REQUIREMENTS: Reproduce every one of the records below word for word, line by line, in the same order.

DATA SUPPLIED:
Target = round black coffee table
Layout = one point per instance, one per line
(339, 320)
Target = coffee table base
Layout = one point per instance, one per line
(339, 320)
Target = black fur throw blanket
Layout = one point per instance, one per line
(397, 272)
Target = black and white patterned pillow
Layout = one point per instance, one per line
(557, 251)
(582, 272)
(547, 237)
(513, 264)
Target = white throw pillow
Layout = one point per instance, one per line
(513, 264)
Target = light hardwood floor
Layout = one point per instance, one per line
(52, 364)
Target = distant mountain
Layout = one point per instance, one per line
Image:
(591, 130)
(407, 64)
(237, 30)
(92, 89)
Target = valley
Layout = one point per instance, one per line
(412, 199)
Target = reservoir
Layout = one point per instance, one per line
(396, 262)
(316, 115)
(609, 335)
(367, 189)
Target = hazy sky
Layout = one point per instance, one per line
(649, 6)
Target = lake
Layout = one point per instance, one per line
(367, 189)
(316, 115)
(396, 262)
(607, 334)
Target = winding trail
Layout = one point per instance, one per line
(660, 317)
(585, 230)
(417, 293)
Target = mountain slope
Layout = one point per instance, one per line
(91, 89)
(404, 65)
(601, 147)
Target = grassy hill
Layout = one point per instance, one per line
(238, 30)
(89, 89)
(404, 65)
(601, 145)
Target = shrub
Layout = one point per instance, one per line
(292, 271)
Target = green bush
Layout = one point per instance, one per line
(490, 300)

SOLUTION TO THIS EXERCISE:
Target = round black coffee table
Layout = one point per instance, one per line
(339, 320)
Target = coffee table base
Layout = one point per instance, one per line
(339, 320)
Target = black fur throw blanket
Layout = one point per instance, one per line
(397, 272)
Target = black and white patterned pillow
Layout = one point per instance, one per line
(557, 251)
(582, 272)
(547, 237)
(513, 264)
Target = white throw pillow
Layout = one point per instance, one per line
(513, 264)
Target = light hardwood floor
Layout = one point per instance, one per line
(52, 364)
Target = distant mountain
Layout = one point per instance, one per line
Image:
(591, 130)
(407, 64)
(237, 30)
(92, 89)
Target = valley
Layout = one point per instance, one per line
(412, 199)
Target = reservoir
Layout = one point per instance, one per line
(396, 262)
(316, 115)
(609, 335)
(367, 189)
Target = hazy sky
Layout = one point per instance, one per line
(649, 6)
Target = lake
Layout = one point per instance, one per line
(367, 189)
(316, 115)
(396, 262)
(607, 334)
Target = winding trail
Layout = one point per instance, one per line
(660, 317)
(585, 230)
(417, 293)
Target = mountain slope
Layout = one point per instance, one per line
(91, 89)
(404, 65)
(601, 147)
Target = grassy hill
Layout = one point per instance, one per line
(238, 30)
(89, 89)
(404, 65)
(601, 145)
Target = shrub
Layout = one point per instance, one per line
(292, 271)
Target = green bush
Layout = one point per instance, one per line
(490, 300)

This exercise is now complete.